[Point-based annotation data]
- - -
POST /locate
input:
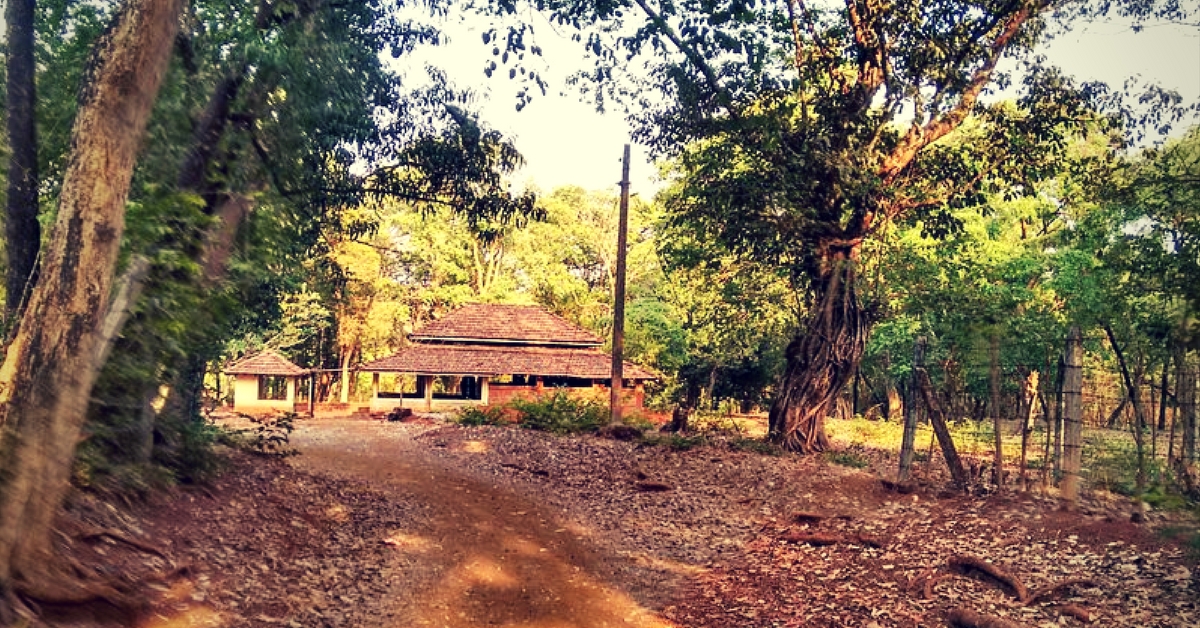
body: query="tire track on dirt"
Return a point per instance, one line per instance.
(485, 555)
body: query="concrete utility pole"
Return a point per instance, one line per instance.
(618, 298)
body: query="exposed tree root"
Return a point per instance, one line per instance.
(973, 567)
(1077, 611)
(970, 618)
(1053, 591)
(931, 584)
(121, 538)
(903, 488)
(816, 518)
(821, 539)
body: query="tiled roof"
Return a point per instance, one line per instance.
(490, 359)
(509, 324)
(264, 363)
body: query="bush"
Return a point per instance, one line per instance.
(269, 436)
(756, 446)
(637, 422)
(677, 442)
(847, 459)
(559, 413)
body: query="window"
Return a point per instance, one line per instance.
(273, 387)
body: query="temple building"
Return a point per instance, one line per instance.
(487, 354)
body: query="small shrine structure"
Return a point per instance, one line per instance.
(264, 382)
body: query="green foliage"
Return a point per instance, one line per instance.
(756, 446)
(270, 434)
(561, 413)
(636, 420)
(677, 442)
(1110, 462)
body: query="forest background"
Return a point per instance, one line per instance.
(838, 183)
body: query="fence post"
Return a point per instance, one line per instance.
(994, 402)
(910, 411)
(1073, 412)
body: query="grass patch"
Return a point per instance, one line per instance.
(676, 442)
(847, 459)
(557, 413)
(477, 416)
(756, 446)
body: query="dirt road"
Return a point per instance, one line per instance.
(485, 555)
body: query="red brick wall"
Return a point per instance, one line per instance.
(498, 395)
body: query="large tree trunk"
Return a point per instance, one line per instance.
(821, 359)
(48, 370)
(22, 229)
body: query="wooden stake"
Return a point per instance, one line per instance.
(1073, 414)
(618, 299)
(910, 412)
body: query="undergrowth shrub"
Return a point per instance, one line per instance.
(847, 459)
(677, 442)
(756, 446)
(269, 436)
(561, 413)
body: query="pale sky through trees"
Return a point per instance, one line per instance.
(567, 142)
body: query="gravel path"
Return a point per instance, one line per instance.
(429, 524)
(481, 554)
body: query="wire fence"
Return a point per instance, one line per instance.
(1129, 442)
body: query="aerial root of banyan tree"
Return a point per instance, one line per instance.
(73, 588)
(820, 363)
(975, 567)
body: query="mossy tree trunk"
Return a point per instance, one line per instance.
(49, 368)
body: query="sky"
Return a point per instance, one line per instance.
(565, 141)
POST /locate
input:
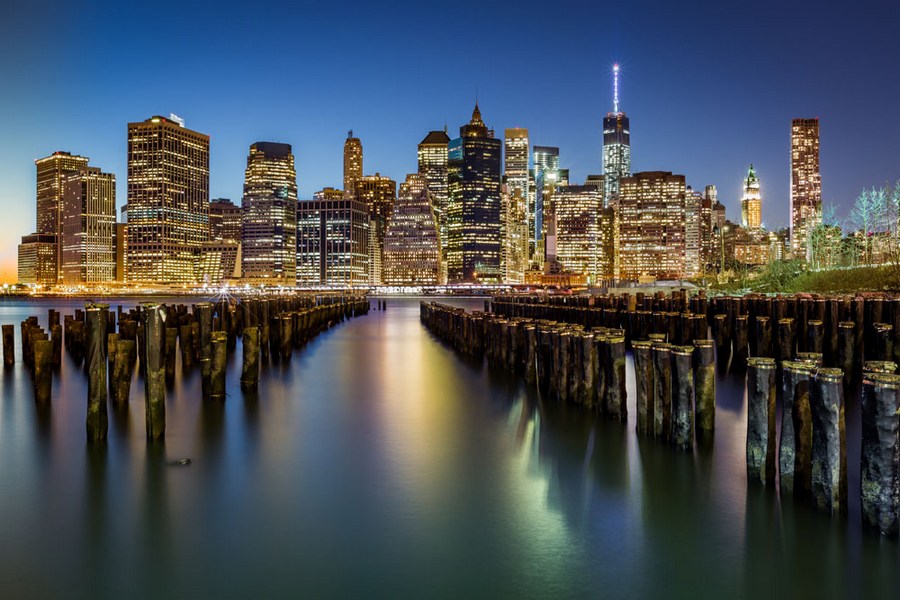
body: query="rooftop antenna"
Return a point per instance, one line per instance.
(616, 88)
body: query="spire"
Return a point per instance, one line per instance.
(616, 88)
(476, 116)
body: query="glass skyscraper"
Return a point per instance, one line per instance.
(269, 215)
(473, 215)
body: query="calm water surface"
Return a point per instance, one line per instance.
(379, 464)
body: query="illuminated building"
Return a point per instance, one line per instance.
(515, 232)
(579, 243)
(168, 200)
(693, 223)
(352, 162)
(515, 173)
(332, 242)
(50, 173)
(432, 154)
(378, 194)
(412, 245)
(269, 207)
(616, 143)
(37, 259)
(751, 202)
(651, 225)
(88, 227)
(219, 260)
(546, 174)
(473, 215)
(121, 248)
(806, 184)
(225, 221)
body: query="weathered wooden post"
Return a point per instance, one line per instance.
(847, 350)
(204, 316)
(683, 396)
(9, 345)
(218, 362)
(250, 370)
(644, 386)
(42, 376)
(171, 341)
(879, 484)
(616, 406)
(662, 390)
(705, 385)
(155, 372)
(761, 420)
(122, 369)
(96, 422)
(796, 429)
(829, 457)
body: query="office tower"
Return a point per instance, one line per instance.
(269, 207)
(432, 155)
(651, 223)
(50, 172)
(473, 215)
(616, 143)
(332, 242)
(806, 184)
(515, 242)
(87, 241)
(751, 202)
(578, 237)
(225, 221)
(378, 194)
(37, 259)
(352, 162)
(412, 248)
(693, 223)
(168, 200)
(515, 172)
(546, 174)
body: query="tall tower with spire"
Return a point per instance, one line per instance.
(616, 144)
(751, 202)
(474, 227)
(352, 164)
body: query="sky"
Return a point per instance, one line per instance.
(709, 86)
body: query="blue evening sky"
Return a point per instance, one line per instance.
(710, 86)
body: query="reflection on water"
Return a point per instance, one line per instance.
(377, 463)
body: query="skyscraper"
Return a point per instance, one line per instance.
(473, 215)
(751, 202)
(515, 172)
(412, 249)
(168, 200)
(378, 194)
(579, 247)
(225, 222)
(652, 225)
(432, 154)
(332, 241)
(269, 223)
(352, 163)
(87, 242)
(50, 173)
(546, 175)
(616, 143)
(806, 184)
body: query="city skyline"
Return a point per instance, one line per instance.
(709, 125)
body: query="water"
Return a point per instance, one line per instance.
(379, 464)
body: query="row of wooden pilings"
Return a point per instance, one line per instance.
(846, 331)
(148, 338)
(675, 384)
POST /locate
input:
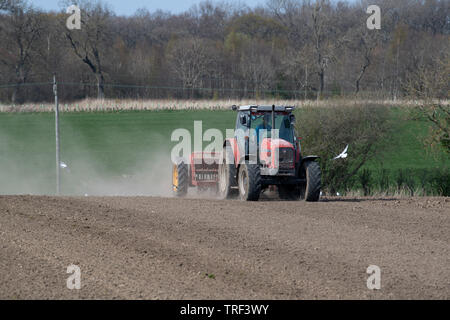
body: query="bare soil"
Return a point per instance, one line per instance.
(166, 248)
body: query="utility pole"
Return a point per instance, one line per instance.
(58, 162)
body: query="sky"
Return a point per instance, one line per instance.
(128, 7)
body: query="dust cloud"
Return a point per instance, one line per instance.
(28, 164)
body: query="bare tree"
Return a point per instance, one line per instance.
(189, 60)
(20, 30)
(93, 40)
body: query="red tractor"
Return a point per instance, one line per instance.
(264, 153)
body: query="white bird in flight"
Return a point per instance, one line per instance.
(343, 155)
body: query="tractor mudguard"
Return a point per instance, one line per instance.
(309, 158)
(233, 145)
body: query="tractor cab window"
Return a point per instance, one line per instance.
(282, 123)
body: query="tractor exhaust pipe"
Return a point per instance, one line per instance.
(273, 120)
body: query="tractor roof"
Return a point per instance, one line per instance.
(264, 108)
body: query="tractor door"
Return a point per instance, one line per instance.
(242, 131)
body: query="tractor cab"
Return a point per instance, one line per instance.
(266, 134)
- - -
**WHAT THE TASK ASKS**
Write out the full set of lines verbatim, without the pictures.

**RESPONSE BELOW**
POST /locate
input:
body: query="tire track on dirt"
Return a point per instance, one line per instance.
(485, 555)
body: query="concrete utility pole"
Return a point per instance, one line per instance.
(618, 298)
body: query="exposed tree root"
Return a point per instance, one line per instance.
(973, 567)
(1077, 611)
(970, 618)
(1053, 591)
(931, 584)
(121, 538)
(903, 488)
(816, 518)
(821, 539)
body: query="tiled roof"
Return a point per instance, one line per instance.
(490, 359)
(509, 324)
(264, 363)
body: query="bush"
Return a point per instance, one line per instance.
(269, 436)
(756, 446)
(637, 422)
(677, 442)
(847, 459)
(559, 413)
body: query="window"
Return a point per instance, one line per instance.
(273, 387)
body: query="temple building"
Return a point per instance, one line per instance.
(487, 354)
body: query="small shrine structure"
Return a point per instance, one line per instance.
(264, 382)
body: query="green foliage"
Return a point per instance, one line per instance.
(756, 446)
(270, 434)
(561, 413)
(636, 420)
(677, 442)
(1110, 462)
body: query="forest background"
Return a point per instance, one line per instance.
(838, 183)
body: query="fence post"
Return a point per instance, one line per instance.
(994, 402)
(910, 411)
(1073, 412)
body: query="grass patch"
Return a point per instance, one line per instance.
(676, 442)
(847, 459)
(557, 413)
(477, 416)
(756, 446)
body: query="dirt road"
Return a point per instance, one line per instance.
(485, 555)
body: query="red brick wall"
Return a point per instance, one line per instance.
(498, 395)
body: query="large tree trunk"
Return a point per instance, one line per instance.
(821, 359)
(48, 370)
(22, 229)
body: query="wooden stake"
Return a point per instance, one line per instance.
(1073, 414)
(618, 299)
(910, 412)
body: query="undergrowth shrub"
Return a point per instance, one line per instance.
(847, 459)
(677, 442)
(756, 446)
(269, 436)
(561, 413)
body: query="pale sky through trees"
Return a point per instance, one line per instance.
(567, 142)
body: query="gravel path"
Return a point per instance, one line per instance.
(429, 524)
(481, 554)
body: query="wire fence"
Return a point per instance, one line per instance.
(1129, 442)
body: query="aerial root of banyan tree"
Return a point per instance, one line per instance.
(73, 588)
(820, 363)
(975, 567)
body: query="mossy tree trunk"
Return a point per instance, one line per instance.
(49, 368)
body: query="sky"
Return a point per instance, one line per instance.
(565, 141)
POST /locate
input:
body: query="rooftop antenna"
Return a point per instance, one line per instance.
(616, 88)
body: query="spire"
Return a point per instance, one line per instance.
(616, 88)
(476, 116)
body: query="glass skyscraper"
Return a point per instance, one line per instance.
(269, 215)
(473, 215)
body: query="calm water surface"
Return a point per instance, one line per instance.
(379, 464)
body: query="illuminated building"
Return a point per instance, one line per instance.
(515, 232)
(579, 243)
(168, 200)
(693, 223)
(352, 162)
(515, 173)
(332, 242)
(50, 173)
(432, 154)
(378, 194)
(412, 245)
(269, 207)
(616, 143)
(37, 259)
(751, 202)
(651, 225)
(88, 227)
(219, 260)
(546, 174)
(473, 215)
(121, 248)
(806, 184)
(225, 221)
body: query="weathered wooden post"
Return a point per instance, one line per instance.
(847, 350)
(204, 316)
(683, 396)
(9, 345)
(218, 362)
(250, 370)
(644, 386)
(42, 376)
(171, 341)
(879, 484)
(616, 406)
(662, 390)
(705, 385)
(155, 372)
(761, 420)
(122, 369)
(96, 422)
(796, 429)
(829, 457)
body: query="office tower"
Return a point per instance, one line per instance.
(269, 207)
(432, 155)
(651, 223)
(50, 172)
(473, 215)
(616, 143)
(332, 242)
(806, 184)
(515, 242)
(87, 241)
(751, 202)
(578, 237)
(225, 221)
(378, 194)
(37, 259)
(352, 162)
(412, 248)
(693, 223)
(168, 200)
(515, 172)
(546, 174)
body: query="tall tower with spire"
Return a point per instance, one line per instance.
(616, 144)
(751, 202)
(474, 227)
(352, 164)
body: query="sky"
Return a point per instance, one line per instance.
(709, 86)
body: query="blue evening sky"
Return a point per instance, one line per instance.
(710, 86)
body: query="reflection on water"
Return a point per instance, one line per instance.
(377, 463)
body: query="skyscraper"
Return a point per instance, one line per instance.
(473, 215)
(751, 202)
(515, 172)
(412, 249)
(168, 200)
(378, 194)
(579, 247)
(225, 222)
(652, 225)
(432, 154)
(332, 241)
(269, 223)
(352, 163)
(87, 242)
(50, 173)
(546, 175)
(616, 143)
(806, 184)
body: query="city skyline"
Return a point per instance, one line per instance.
(709, 125)
body: query="water"
Return a point per instance, one line per instance.
(379, 464)
body: query="row of wooden pilings"
Return a point per instance, one line per instance.
(846, 331)
(148, 338)
(675, 384)
POST /locate
input:
body: query="bare soil"
Return a point per instance, one line per instance.
(166, 248)
body: query="utility pole"
Return a point per instance, one line per instance.
(58, 162)
body: query="sky"
Return a point per instance, one line per instance.
(128, 7)
body: query="dust cloud"
Return a point per instance, one line per instance.
(28, 164)
body: query="bare tree"
Return a point per instance, one line per instance.
(189, 60)
(20, 30)
(93, 40)
body: query="red tractor"
Return a point per instance, one line per instance.
(264, 153)
body: query="white bird in flight"
Return a point per instance, one line per instance.
(343, 155)
body: query="tractor mudguard"
Return a point per instance, one line per instance.
(309, 158)
(233, 145)
body: query="tractor cab window"
Return a point per instance, one line per instance.
(282, 123)
body: query="tractor exhaust pipe"
Return a point per instance, one line per instance.
(273, 120)
body: query="tractor roof"
Return a point per instance, one line per instance.
(264, 108)
body: query="tractor door"
Return a point per instance, one line per instance.
(242, 131)
body: query="tractor cab"
Return a point per instance, one line per instance.
(266, 134)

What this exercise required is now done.